┌─ INPUT DATA

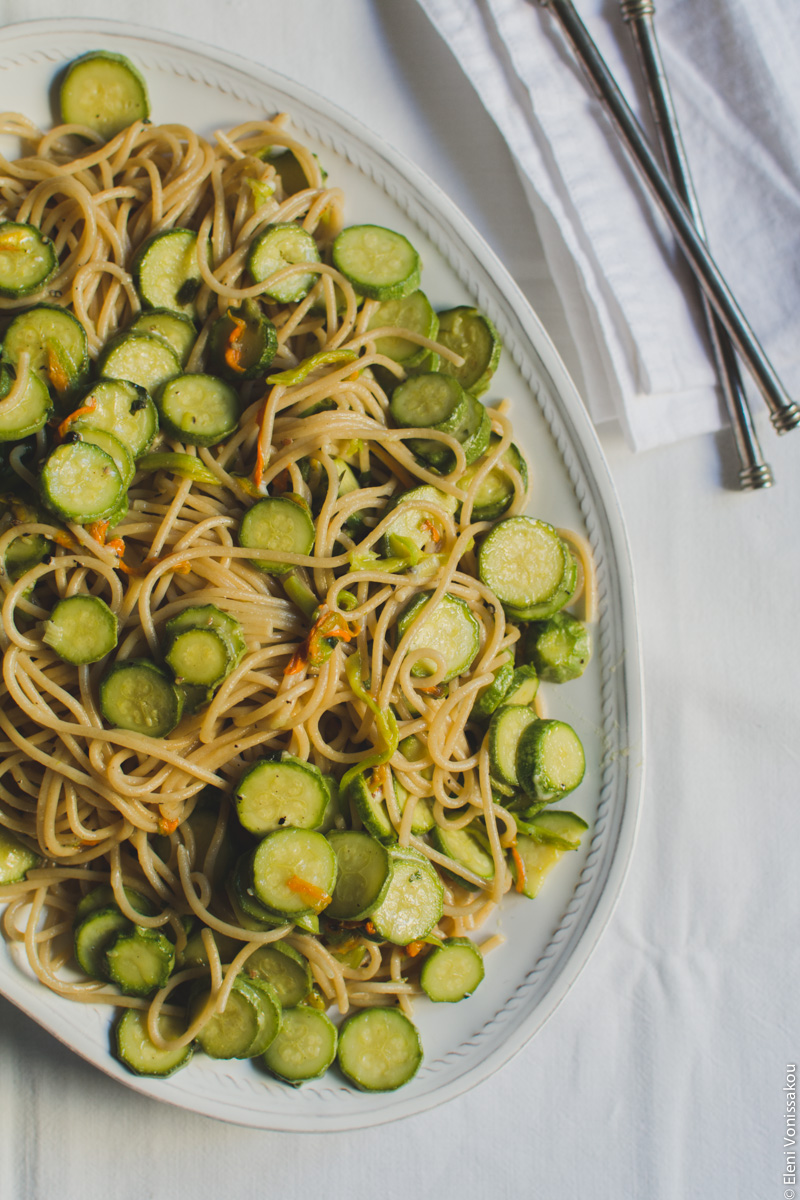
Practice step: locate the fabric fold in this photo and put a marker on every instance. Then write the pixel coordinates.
(630, 298)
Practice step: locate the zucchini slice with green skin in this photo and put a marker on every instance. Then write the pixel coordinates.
(242, 342)
(198, 409)
(110, 444)
(139, 358)
(277, 523)
(294, 871)
(471, 335)
(139, 960)
(450, 629)
(495, 492)
(452, 971)
(539, 859)
(80, 483)
(239, 1030)
(26, 259)
(549, 760)
(124, 409)
(414, 901)
(176, 329)
(103, 91)
(467, 850)
(80, 629)
(56, 343)
(271, 795)
(16, 858)
(92, 936)
(31, 411)
(199, 658)
(379, 1049)
(379, 263)
(559, 648)
(166, 271)
(277, 247)
(284, 969)
(305, 1048)
(557, 828)
(137, 695)
(208, 616)
(364, 874)
(417, 525)
(506, 727)
(528, 567)
(143, 1056)
(413, 312)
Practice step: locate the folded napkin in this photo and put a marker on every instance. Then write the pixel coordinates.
(630, 299)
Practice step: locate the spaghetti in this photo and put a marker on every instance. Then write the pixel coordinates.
(110, 807)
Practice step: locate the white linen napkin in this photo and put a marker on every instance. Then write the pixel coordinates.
(630, 298)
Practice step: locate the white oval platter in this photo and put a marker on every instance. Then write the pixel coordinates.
(547, 940)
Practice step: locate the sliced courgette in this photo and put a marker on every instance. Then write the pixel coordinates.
(26, 259)
(450, 629)
(104, 93)
(166, 271)
(379, 263)
(137, 695)
(277, 247)
(80, 629)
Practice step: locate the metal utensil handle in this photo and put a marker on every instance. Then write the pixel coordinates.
(753, 472)
(785, 413)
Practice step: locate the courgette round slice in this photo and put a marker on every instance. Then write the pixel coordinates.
(80, 483)
(103, 91)
(139, 960)
(452, 971)
(144, 359)
(305, 1048)
(559, 648)
(277, 247)
(26, 259)
(166, 271)
(379, 263)
(294, 871)
(379, 1049)
(176, 329)
(365, 871)
(527, 565)
(56, 343)
(413, 904)
(471, 335)
(31, 411)
(122, 409)
(199, 409)
(450, 629)
(80, 629)
(271, 795)
(139, 696)
(495, 492)
(277, 523)
(143, 1056)
(549, 760)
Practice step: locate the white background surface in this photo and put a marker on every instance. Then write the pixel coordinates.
(662, 1073)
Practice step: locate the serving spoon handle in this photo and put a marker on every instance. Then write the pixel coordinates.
(785, 413)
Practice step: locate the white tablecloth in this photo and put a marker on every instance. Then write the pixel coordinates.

└─

Please retype exactly the line containing "Practice step: locate the serving" and each line after it to the end of the records, and nothing more.

THE COMPLETED TASK
Practice step: locate the serving spoon handle in this photo and put a marker on every instance. Then write the pixel coordinates.
(785, 413)
Practice step: locate the white tablecloth in this photo and put a marker on every instance. Then write the pixel coordinates.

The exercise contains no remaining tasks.